[BEGIN]

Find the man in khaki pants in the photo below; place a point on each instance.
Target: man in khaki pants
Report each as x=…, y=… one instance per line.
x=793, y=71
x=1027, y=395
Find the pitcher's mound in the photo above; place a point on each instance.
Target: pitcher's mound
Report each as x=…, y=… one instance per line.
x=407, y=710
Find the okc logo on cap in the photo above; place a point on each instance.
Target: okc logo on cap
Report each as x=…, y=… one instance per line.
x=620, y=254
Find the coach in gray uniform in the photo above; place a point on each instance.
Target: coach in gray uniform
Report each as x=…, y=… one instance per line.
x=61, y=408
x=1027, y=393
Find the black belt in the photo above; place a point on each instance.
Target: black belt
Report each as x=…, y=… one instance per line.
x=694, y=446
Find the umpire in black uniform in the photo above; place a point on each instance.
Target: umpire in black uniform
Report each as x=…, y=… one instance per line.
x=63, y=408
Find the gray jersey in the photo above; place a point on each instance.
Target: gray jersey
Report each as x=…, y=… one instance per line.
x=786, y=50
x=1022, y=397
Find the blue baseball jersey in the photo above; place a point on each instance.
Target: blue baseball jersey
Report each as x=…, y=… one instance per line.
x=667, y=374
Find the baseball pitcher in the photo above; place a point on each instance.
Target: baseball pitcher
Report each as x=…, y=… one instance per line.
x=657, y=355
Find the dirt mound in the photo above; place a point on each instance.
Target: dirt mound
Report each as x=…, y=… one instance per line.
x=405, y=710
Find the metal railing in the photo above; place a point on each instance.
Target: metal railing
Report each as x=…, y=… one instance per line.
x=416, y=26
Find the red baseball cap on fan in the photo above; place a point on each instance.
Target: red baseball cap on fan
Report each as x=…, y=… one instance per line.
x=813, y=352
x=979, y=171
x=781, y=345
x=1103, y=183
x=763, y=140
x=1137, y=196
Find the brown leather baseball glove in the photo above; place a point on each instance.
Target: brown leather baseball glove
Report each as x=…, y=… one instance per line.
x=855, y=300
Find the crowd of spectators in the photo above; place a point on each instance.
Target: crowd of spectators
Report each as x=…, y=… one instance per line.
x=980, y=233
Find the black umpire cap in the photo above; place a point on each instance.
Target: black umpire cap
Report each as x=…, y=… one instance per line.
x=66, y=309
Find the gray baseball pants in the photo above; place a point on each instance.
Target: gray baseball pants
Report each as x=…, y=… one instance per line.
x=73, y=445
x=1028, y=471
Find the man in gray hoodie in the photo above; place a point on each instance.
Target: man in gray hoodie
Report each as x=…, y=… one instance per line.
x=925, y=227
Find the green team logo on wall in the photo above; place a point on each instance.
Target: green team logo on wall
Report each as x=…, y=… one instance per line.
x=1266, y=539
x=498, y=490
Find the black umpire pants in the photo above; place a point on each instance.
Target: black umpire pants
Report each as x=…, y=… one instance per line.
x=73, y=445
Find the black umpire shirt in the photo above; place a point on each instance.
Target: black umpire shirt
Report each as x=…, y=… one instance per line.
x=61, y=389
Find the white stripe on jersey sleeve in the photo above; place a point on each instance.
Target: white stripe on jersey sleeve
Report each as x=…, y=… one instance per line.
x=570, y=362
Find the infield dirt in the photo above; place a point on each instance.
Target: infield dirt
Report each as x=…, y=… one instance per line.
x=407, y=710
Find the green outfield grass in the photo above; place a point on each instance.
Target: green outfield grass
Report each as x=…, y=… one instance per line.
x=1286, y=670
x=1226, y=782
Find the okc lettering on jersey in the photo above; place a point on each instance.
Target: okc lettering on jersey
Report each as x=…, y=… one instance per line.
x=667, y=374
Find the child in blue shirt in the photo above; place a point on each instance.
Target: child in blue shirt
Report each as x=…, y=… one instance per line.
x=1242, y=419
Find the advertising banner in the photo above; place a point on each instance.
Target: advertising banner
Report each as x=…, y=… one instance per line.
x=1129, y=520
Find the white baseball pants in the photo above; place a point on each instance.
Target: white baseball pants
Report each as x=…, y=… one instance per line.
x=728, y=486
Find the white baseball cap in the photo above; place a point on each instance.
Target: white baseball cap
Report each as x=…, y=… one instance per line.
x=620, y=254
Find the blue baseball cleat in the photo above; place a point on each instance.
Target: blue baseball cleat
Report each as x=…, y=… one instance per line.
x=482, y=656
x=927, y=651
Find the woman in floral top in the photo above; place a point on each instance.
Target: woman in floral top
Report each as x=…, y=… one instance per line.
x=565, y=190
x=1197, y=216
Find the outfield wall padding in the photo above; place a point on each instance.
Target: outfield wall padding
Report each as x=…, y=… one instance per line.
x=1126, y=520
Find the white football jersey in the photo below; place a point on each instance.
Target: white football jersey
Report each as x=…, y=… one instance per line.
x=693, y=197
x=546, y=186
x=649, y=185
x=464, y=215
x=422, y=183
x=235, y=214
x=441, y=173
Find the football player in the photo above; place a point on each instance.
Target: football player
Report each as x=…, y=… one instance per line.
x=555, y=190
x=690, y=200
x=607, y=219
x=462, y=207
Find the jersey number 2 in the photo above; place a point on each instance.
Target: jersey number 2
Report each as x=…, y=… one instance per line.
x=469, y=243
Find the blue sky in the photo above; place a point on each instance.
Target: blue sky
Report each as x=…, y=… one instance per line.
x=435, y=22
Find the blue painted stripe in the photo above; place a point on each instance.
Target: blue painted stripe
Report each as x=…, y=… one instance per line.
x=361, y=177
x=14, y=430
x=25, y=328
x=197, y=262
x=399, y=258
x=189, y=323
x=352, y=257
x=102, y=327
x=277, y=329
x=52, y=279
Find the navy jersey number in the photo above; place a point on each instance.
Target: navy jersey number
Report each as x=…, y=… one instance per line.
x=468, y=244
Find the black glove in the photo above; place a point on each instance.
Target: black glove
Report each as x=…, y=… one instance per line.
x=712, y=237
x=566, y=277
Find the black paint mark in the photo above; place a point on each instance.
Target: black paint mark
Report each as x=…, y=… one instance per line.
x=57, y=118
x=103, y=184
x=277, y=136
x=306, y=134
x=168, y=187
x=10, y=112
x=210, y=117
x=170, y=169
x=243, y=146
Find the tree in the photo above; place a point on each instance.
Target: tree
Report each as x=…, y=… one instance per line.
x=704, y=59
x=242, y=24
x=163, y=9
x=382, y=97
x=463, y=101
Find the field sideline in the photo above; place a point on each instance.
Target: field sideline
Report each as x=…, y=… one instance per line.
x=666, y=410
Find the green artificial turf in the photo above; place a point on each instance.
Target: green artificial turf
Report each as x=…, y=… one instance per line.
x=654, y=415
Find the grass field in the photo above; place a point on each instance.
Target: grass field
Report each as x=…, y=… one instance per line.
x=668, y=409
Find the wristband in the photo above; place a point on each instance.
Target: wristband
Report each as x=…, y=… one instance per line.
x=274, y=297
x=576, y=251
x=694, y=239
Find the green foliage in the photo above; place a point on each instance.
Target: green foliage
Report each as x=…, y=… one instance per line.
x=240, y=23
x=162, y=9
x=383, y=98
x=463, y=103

[END]

Problem description: Rewrite the lines of every item above with each "instance" replaced by "occurrence", leaving everything else unchanged.

Answer for this exercise:
Find the man in khaki pants in the photo below; place a point on each occurrence.
Target: man in khaki pants
Report each as x=…, y=… one occurrence per line.
x=793, y=71
x=1027, y=395
Find the pitcher's mound in the photo above; place a point on each occurrence.
Target: pitcher's mound
Report each as x=…, y=… one occurrence per line.
x=407, y=710
Find the okc logo on cap in the photo above; place a point on each occurrence.
Target: okc logo on cap
Report each as x=…, y=… one occurrence per line.
x=620, y=254
Find the coach in gray uniform in the photo above; place a point on each occurrence.
Target: coach in gray uniform
Report each as x=…, y=… one occurrence per line.
x=61, y=408
x=1027, y=393
Find the black belt in the photo above; place a point on each occurrence.
Target: black belt
Report each as x=…, y=… one occurrence per line.
x=694, y=446
Find the umpire in black uniform in the photo above; place a point on each occurrence.
Target: umpire in black uniform
Report each as x=…, y=… one occurrence per line.
x=63, y=408
Find the gray jersey in the photo above; place a point on each occurrence.
Target: gray jersey
Report each as x=…, y=… one occurrence per line.
x=786, y=50
x=1022, y=397
Find the blue baseball jersey in the photo above; place a point on each occurrence.
Target: blue baseball jersey
Report each as x=…, y=… one occurrence per line.
x=667, y=374
Find the baseball pitcher in the photo above; place a point on each occurrence.
Target: baseball pitcher
Report each as x=…, y=… one occurrence per line.
x=657, y=355
Find the dirt mound in the photo above; place a point on each occurrence.
Target: dirt mound
Report each as x=…, y=… one occurrence per line.
x=405, y=710
Find the metal railing in the photo above; place a point on each occurrence.
Target: metal railing
Report each as x=…, y=… one occurrence per line.
x=416, y=26
Find the red baseball cap on fan in the photo above; place a point on each occurrence.
Target: red baseball cap on fan
Report each as x=…, y=… one occurrence per line.
x=813, y=352
x=979, y=171
x=781, y=345
x=1103, y=183
x=763, y=140
x=1137, y=196
Find the brown leather baseball glove in the photo above; place a point on each occurrence.
Target: brown leather baseball glove
Report each as x=…, y=… one occurrence per line.
x=855, y=300
Find the crowd of spectators in the photo above; place a point on each occurrence.
Target: crowd of spectators
Report each as x=…, y=… one occurrence per line.
x=980, y=233
Find the black umpire cap in the photo above; place a point on each occurrence.
Target: black umpire cap
Report each as x=…, y=… one occurrence per line.
x=66, y=309
Find the gray baseball pants in the photo above; place a point on each occurrence.
Target: gray baseball pants
Report each as x=…, y=… one occurrence per line.
x=73, y=445
x=1028, y=471
Find the man in gray hoodie in the photo above; place a point on each occurrence.
Target: man in gray hoodie
Report each as x=…, y=… one occurrence per line.
x=925, y=227
Find the green team logo on wall in the photo above; place a point on each occurrence.
Target: green team logo on wall
Report each as x=…, y=… one occurrence per line.
x=1266, y=539
x=498, y=490
Find the black umpire pants in the photo above; place a point on each occurrence.
Target: black umpire pants
Report each as x=…, y=… one occurrence per line.
x=73, y=445
Find the black umpire shirt in the photo above; place a point on each occurrence.
Target: black umpire shirt
Report each as x=…, y=… one occurrence per line.
x=61, y=389
Find the white stripe on jersey sleeve in the photo above; place a point on each occurrence.
Target: white stripe on jersey sleeve
Report each as x=…, y=… one occurrence per line.
x=570, y=362
Find the infield dirt in the photo above; place a point on each occurrence.
Target: infield dirt
Report each as x=…, y=… one occurrence per line.
x=407, y=710
Find the green outfield grass in the photo above; place a point on each occurrence.
Target: green outfield grass
Report each as x=…, y=… one occurrence per line.
x=1286, y=670
x=1226, y=782
Find the okc lettering on jersey in the photo above; place a point on each occurrence.
Target: okc lettering on jersey
Report each as x=…, y=… one occurrence per line.
x=667, y=374
Find the child in blue shirt in the photo above; place a point on each occurrence.
Target: child in blue shirt
Report each as x=…, y=… one occurrence per line.
x=1242, y=419
Find the advertising banner in the photo above; place a point on each occurrence.
Target: advertising banner
Report each as x=…, y=… one occurrence per line.
x=1129, y=520
Find the white baseball pants in the photo above; place a point on each occurrence.
Target: white baseball pants
Report each as x=…, y=… one occurrence per line.
x=728, y=486
Find the white baseball cap in the photo above; place a point on each occurrence.
Target: white baseball cap
Report each as x=…, y=… one occurrence per line.
x=620, y=254
Find the blue baseball cleat in the photo above; place a point on each occurrence.
Target: blue baseball cleat
Report each as x=…, y=… one occurrence per line.
x=482, y=656
x=927, y=651
Find the woman in floral top in the photo above; place a point on each occurrence.
Target: woman in floral top
Report each as x=…, y=… one occurrence per line.
x=565, y=190
x=1197, y=216
Find the outfield wall padding in the photo above; place a point on each occurrence.
Target: outfield wall padding
Report each as x=…, y=… one occurrence per line.
x=1126, y=520
Find the white football jersey in the photo below; place a point on each occurrence.
Target: white football jersey
Report each as x=…, y=… one occurrence per line.
x=693, y=197
x=546, y=186
x=649, y=185
x=464, y=215
x=422, y=183
x=235, y=214
x=441, y=173
Find the football player in the photo above; place a point on each occurrence.
Target: football player
Report each as x=…, y=… one occurrence per line.
x=555, y=190
x=690, y=200
x=607, y=219
x=462, y=207
Find the jersey number 2 in the photo above; place a point on each occurrence.
Target: jersey number 2
Report each as x=…, y=… one occurrence per line.
x=469, y=243
Find the blue sky in the photo above; place a point on each occurrence.
Target: blue sky
Report each as x=…, y=… one occurrence per line.
x=435, y=22
Find the blue painted stripe in the photo above; place a point on each occurrence.
Target: blue painted stripe
Report each as x=…, y=… one occurrence per line.
x=361, y=177
x=14, y=430
x=25, y=328
x=197, y=262
x=399, y=258
x=189, y=323
x=352, y=257
x=102, y=327
x=277, y=329
x=52, y=279
Find the navy jersey number in the photo above; place a point on each occurrence.
Target: navy jersey number
Report each as x=…, y=… one occurrence per line.
x=468, y=244
Find the black glove in the photo above; place a point on each occurrence.
Target: black glove
Report each as x=…, y=… one occurrence per line.
x=712, y=237
x=566, y=277
Find the black paint mark in the photo above; place a point on each occurrence.
Target: black paint mark
Report each as x=…, y=… one occurrence per line.
x=57, y=118
x=103, y=184
x=277, y=136
x=306, y=134
x=168, y=187
x=10, y=112
x=210, y=117
x=170, y=169
x=243, y=146
Find the tree in the photo above; place a point on each occurrence.
Target: tree
Report each as x=…, y=… one occurrence per line.
x=704, y=59
x=242, y=24
x=163, y=9
x=382, y=97
x=463, y=101
Find the field sideline in the photo above; place a point on each occurrence.
Target: field sideline
Report each as x=…, y=… one occurrence per line.
x=666, y=410
Find the green artificial turf in the photo above; place a point on each occurrence.
Target: green artificial turf
Report each as x=…, y=… one occurrence per line.
x=654, y=415
Find the grass field in the photo above; place a point on each occurrence.
Target: grass field
Report each as x=…, y=… one occurrence per line.
x=668, y=409
Find the wristband in the photo above; place a point on each occurrence.
Target: wristband
Report each as x=…, y=… one occurrence per line.
x=274, y=297
x=576, y=251
x=694, y=239
Find the green foliage in the photo above; place a point on each occurrence.
Target: green foliage
Report each as x=…, y=… one occurrence per line.
x=240, y=23
x=162, y=9
x=383, y=98
x=463, y=103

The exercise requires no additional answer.